— START —

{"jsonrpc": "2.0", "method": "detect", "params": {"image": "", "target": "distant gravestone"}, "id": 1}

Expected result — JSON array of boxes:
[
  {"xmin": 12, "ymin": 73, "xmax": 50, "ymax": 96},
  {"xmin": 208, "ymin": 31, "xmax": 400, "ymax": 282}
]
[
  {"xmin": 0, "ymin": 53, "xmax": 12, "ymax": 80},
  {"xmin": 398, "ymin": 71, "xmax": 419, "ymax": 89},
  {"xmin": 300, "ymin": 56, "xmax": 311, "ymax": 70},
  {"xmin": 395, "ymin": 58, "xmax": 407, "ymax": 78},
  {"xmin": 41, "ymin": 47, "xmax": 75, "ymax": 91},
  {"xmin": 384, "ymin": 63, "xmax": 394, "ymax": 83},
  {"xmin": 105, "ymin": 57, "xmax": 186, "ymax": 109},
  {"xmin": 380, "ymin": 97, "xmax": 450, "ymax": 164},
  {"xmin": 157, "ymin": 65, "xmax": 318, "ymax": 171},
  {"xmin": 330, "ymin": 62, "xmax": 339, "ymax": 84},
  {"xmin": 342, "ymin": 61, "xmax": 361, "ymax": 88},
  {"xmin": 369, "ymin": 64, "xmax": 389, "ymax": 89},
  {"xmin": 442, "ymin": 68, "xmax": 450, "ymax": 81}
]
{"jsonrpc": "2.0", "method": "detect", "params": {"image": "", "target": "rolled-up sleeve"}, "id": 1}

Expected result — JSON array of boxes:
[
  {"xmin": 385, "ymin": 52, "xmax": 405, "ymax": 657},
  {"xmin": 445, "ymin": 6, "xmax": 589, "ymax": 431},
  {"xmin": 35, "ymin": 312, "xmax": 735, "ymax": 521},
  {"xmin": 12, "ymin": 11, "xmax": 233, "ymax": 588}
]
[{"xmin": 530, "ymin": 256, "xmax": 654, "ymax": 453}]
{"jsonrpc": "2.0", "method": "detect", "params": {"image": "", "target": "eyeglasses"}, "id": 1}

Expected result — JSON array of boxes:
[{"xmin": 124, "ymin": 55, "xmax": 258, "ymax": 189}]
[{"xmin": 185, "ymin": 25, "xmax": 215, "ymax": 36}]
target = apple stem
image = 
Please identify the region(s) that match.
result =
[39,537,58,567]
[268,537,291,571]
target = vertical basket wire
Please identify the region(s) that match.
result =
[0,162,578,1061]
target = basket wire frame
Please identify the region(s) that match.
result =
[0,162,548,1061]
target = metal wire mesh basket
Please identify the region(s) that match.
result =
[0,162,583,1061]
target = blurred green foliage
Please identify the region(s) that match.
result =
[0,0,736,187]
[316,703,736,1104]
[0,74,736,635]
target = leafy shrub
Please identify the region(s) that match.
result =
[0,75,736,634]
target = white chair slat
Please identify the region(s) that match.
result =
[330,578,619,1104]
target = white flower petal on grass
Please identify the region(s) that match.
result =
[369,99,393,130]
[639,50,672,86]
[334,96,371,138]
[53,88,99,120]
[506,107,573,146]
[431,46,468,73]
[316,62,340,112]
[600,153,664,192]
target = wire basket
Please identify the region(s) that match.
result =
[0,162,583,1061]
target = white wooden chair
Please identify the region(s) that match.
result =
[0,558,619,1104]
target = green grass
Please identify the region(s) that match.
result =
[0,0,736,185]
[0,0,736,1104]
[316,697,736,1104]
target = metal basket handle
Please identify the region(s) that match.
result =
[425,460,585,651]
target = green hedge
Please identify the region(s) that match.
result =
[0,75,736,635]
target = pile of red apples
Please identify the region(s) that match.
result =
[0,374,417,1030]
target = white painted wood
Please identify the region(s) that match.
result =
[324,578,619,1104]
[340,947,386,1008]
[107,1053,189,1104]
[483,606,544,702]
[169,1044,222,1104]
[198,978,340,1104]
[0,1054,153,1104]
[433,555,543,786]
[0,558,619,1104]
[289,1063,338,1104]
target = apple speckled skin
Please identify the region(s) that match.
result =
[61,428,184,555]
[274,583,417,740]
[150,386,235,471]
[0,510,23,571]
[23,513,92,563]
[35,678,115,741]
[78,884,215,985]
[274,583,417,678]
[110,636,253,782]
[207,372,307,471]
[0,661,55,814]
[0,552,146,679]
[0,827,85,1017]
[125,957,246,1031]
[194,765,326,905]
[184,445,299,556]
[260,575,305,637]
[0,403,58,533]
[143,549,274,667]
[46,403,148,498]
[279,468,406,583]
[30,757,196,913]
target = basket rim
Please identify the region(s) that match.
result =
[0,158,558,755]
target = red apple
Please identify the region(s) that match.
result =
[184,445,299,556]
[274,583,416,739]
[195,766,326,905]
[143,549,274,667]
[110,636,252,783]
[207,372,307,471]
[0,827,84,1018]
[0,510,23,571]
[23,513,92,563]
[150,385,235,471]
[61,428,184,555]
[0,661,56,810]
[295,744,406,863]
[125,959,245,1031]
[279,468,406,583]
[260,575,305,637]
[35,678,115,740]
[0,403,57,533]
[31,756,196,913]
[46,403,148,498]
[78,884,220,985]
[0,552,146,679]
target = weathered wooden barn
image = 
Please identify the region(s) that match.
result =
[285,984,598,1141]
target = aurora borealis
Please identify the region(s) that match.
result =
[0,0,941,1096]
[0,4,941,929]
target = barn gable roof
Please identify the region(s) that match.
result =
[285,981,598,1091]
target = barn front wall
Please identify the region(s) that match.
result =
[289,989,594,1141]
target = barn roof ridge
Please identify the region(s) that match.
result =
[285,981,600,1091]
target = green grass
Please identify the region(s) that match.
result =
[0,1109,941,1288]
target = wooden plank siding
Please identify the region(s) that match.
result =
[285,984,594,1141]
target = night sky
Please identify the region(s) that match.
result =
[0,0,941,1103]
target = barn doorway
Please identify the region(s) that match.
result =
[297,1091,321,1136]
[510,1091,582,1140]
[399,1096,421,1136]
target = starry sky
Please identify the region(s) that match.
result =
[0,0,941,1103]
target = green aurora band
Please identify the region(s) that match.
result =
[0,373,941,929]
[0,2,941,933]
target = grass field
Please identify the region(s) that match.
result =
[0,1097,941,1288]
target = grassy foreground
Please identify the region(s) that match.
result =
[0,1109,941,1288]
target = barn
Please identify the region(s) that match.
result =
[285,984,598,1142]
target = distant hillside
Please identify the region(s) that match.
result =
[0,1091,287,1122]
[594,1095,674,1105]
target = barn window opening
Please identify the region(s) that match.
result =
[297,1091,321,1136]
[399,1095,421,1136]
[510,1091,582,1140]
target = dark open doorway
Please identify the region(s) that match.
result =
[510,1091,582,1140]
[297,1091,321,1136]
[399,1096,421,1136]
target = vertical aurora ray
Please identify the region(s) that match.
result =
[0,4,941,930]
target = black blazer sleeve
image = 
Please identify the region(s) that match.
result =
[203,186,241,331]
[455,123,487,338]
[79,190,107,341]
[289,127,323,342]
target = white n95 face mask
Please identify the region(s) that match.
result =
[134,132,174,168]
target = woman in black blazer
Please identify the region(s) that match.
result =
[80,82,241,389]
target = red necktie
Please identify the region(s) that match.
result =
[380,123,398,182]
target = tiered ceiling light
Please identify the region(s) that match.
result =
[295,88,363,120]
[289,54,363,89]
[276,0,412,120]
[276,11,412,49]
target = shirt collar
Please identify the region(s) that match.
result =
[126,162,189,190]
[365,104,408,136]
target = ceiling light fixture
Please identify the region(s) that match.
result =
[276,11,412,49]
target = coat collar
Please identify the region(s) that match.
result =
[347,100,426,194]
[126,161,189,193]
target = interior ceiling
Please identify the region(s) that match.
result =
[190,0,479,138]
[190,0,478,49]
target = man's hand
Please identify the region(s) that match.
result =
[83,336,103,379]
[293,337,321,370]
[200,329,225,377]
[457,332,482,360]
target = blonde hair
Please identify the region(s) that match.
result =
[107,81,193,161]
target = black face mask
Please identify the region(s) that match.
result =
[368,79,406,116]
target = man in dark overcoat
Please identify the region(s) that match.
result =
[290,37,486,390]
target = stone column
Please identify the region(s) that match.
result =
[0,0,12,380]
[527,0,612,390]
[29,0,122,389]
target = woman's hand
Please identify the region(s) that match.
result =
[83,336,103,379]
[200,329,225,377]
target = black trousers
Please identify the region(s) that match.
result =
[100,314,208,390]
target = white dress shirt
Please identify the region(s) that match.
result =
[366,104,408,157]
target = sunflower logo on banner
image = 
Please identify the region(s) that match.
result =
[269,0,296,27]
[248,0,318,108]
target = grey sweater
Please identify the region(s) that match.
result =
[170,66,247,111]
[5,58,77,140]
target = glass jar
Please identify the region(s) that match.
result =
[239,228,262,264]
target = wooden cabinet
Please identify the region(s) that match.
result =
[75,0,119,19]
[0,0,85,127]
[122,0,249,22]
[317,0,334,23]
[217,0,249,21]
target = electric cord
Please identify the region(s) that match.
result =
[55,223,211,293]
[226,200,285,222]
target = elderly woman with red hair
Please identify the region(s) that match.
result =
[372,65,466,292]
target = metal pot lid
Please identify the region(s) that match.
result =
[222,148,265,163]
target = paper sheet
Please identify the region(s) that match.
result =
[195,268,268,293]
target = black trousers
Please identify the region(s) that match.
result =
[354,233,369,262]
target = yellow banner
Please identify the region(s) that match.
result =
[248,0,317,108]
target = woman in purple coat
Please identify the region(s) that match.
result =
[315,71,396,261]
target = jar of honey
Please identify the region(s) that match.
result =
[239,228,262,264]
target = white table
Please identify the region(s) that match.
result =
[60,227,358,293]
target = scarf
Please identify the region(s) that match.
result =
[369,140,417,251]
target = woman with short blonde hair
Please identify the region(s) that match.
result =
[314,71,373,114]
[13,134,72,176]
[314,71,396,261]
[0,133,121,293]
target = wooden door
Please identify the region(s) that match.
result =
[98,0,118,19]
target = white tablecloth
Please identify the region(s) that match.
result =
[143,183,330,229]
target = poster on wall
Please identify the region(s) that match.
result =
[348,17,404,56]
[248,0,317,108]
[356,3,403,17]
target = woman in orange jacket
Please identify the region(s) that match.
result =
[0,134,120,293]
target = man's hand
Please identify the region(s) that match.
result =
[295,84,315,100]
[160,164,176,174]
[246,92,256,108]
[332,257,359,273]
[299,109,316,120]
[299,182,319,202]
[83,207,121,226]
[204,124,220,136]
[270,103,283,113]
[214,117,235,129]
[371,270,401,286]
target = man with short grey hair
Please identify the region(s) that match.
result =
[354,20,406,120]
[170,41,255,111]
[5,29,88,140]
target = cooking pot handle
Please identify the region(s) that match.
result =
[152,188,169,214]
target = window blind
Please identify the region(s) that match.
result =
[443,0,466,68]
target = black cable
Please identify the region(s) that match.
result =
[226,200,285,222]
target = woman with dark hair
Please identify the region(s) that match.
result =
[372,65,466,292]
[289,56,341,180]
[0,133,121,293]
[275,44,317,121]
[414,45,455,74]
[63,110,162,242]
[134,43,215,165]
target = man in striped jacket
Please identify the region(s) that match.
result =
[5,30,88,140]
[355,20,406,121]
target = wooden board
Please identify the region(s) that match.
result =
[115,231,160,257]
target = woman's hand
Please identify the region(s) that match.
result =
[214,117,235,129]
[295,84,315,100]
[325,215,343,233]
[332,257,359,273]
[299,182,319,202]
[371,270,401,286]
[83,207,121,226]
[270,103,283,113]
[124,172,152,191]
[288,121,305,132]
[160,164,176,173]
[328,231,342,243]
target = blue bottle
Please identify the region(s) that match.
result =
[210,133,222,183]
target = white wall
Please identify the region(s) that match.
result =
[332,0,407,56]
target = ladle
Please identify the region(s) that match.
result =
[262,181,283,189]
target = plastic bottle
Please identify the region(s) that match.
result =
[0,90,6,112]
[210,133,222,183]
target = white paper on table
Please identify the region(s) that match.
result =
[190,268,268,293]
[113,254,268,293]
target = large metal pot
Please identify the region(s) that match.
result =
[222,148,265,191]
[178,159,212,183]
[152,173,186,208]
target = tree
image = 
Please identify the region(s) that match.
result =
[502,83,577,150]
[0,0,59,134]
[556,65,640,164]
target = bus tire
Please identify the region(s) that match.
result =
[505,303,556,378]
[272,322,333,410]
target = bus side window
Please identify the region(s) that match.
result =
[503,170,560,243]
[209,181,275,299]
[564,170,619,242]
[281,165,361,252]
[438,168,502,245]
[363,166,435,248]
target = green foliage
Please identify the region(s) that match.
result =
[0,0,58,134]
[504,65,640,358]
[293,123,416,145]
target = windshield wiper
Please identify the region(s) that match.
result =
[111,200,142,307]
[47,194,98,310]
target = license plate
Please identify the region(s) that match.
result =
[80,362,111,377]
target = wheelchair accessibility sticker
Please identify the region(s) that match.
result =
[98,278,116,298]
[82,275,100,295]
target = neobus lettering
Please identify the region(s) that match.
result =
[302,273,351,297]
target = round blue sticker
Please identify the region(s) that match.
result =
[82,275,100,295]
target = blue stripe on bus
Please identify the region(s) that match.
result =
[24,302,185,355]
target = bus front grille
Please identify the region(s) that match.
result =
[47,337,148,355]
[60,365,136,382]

— END —

THE REQUEST:
Copy the lines running from the one with "target = blue stripe on bus" through the end of the items, keeping every character as it stands and including both ends.

SOLUTION TO THE EXERCISE:
target = blue stripe on bus
Please identify the region(s) that match.
result =
[24,302,185,355]
target = bus front grille
Please identify the region(s) that match.
result =
[47,337,148,355]
[60,365,136,382]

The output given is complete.